> DIRECTIONS FOR THIS TASK: Repeat the material word for word. Begin at its first line and stop after the line that contains "x=657, y=620", including that line.

** Start AVAILABLE DATA **

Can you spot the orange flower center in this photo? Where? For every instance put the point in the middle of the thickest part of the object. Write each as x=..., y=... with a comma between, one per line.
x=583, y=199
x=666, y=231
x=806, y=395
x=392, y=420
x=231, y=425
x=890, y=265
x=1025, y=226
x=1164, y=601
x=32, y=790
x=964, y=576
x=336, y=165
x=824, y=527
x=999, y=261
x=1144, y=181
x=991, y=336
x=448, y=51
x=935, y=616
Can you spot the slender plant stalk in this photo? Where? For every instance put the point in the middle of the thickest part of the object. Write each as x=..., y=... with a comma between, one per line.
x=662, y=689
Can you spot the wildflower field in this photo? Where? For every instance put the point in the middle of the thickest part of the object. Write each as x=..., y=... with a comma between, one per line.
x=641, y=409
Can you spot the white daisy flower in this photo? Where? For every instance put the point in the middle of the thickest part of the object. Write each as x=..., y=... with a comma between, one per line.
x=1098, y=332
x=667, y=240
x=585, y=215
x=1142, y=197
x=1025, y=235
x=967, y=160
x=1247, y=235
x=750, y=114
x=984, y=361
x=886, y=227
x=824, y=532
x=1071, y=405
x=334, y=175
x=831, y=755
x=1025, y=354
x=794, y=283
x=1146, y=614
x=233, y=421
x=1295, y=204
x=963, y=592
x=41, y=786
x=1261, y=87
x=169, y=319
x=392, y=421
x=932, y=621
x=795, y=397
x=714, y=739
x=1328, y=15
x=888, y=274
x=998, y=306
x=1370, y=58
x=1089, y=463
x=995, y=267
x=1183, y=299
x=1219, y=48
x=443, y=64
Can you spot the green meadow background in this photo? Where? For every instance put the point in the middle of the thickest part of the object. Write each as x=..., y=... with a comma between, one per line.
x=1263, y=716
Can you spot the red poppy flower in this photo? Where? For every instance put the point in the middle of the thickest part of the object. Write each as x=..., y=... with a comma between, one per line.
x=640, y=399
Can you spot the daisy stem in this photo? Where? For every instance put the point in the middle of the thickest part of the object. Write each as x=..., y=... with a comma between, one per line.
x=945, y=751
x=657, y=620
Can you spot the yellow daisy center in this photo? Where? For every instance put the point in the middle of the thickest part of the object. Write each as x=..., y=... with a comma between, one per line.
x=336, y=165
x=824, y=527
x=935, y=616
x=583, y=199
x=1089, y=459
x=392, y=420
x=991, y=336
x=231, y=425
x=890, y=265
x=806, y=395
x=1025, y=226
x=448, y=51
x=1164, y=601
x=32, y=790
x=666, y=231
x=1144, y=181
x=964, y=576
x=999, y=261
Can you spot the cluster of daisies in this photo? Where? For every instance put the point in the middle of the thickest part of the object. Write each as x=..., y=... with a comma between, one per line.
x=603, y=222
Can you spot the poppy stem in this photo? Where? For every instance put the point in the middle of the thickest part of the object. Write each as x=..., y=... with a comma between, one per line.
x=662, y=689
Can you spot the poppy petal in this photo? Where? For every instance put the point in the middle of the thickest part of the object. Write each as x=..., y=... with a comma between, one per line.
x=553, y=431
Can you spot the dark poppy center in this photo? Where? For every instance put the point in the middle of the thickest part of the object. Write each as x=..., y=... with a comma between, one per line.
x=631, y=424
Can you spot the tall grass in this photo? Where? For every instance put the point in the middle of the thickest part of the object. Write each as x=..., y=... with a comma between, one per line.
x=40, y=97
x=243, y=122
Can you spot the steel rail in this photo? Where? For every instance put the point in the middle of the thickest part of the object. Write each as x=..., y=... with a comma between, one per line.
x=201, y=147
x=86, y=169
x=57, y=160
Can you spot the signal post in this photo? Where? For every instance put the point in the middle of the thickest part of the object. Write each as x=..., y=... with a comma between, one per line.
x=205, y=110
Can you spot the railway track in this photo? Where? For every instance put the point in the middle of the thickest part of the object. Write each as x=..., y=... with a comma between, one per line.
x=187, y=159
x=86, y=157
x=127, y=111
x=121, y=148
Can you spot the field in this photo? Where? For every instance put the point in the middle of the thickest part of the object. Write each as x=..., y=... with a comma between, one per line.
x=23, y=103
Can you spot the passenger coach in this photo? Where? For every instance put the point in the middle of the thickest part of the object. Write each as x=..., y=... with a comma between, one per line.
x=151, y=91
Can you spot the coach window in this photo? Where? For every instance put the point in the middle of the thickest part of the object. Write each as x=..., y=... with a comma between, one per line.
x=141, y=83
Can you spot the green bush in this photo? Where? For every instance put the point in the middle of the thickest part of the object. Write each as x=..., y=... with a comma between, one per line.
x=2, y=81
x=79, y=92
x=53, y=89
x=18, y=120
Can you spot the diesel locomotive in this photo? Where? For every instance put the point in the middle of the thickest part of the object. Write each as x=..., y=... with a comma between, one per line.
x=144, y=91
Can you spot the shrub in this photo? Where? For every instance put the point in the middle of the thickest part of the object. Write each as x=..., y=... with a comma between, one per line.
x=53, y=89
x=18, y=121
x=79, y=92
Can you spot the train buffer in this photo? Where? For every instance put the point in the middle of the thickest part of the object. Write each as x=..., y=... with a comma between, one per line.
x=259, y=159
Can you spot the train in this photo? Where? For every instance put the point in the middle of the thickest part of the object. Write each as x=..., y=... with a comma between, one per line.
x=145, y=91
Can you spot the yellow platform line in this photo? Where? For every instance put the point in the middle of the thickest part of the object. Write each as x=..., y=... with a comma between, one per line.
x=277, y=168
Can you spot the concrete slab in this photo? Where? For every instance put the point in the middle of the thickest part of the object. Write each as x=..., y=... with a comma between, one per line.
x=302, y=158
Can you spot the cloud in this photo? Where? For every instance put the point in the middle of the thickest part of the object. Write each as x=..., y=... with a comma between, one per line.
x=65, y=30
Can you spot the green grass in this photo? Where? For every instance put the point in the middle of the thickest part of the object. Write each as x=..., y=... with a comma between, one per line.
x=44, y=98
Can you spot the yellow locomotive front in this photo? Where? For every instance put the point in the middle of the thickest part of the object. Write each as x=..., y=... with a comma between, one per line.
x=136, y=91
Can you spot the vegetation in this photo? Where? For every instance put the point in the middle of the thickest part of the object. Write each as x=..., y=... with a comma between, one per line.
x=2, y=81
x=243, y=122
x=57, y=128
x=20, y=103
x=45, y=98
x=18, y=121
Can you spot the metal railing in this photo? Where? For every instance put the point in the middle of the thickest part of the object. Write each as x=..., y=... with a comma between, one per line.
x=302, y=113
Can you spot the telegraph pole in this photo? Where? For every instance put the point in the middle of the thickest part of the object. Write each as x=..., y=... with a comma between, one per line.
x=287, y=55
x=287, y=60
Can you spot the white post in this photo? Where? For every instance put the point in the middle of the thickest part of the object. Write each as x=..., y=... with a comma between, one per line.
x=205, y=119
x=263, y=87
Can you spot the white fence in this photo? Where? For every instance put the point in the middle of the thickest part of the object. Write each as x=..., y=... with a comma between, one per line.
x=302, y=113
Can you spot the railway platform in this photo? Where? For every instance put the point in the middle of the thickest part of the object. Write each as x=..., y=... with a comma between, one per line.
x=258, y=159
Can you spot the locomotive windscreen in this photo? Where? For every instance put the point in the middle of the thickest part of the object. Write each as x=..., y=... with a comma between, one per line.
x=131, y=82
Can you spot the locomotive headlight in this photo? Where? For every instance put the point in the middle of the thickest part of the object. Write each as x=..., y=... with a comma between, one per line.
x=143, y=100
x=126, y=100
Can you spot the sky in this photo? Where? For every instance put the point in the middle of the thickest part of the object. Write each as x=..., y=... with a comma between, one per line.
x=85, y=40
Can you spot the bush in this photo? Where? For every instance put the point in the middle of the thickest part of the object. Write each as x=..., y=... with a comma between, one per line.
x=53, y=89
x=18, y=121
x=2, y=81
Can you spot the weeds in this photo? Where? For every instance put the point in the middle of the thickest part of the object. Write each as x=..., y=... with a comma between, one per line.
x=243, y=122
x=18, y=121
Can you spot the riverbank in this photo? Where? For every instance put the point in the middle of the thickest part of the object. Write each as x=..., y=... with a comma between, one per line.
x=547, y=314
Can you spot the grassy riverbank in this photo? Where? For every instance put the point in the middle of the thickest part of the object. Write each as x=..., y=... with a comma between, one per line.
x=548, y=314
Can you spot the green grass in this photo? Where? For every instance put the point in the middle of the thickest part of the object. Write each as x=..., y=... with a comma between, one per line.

** End AVAILABLE DATA **

> SOLUTION TO THE PROBLEM:
Can you spot the orange flower center in this photo? Where? For every instance put the point in the middle of the thickest part of the object. Write each as x=..., y=... with a comma between, one per line.
x=583, y=199
x=666, y=231
x=806, y=395
x=392, y=420
x=231, y=425
x=890, y=265
x=1025, y=226
x=1164, y=601
x=32, y=790
x=964, y=576
x=336, y=165
x=824, y=527
x=999, y=261
x=1144, y=181
x=991, y=336
x=448, y=51
x=935, y=616
Can you spot the slender plant stalk in this photo? Where? For every instance put the point in the middle of the thickest part of the object. Write each as x=..., y=... with a comma between, one per line.
x=662, y=689
Can you spot the wildflower field in this photo? Where? For every instance put the point in the middle of the thickest part of the object. Write each as x=..., y=... with a comma between, one per line.
x=641, y=409
Can you spot the white daisy flower in this photo? Where? For every instance put the point in the middle of the thickest part of the object. Write each as x=..., y=... with a comma between, one per line.
x=1098, y=332
x=667, y=240
x=585, y=215
x=1142, y=197
x=1025, y=235
x=967, y=160
x=1247, y=235
x=750, y=114
x=984, y=361
x=886, y=227
x=824, y=532
x=1071, y=405
x=334, y=175
x=831, y=755
x=1025, y=354
x=794, y=283
x=1146, y=614
x=233, y=421
x=1295, y=204
x=963, y=592
x=41, y=786
x=1261, y=87
x=169, y=319
x=392, y=421
x=932, y=621
x=795, y=397
x=714, y=739
x=1328, y=15
x=888, y=274
x=998, y=306
x=1370, y=58
x=1089, y=463
x=995, y=267
x=1183, y=299
x=1219, y=48
x=443, y=64
Can you spot the green meadow background in this photo? Where? For every instance put the point in the middle of the thickest part of the object. Write each as x=..., y=... with a comma between, one per line.
x=1263, y=716
Can you spot the red poppy flower in this photo? Where? For every instance put the point in the middle of the thickest part of the object. Write each as x=..., y=... with a comma between, one per line.
x=640, y=399
Can you spot the daisy stem in this photo? Where? For every instance put the point in the middle of the thickest part of the object. Write each as x=..., y=... with a comma between, one per line.
x=945, y=751
x=657, y=620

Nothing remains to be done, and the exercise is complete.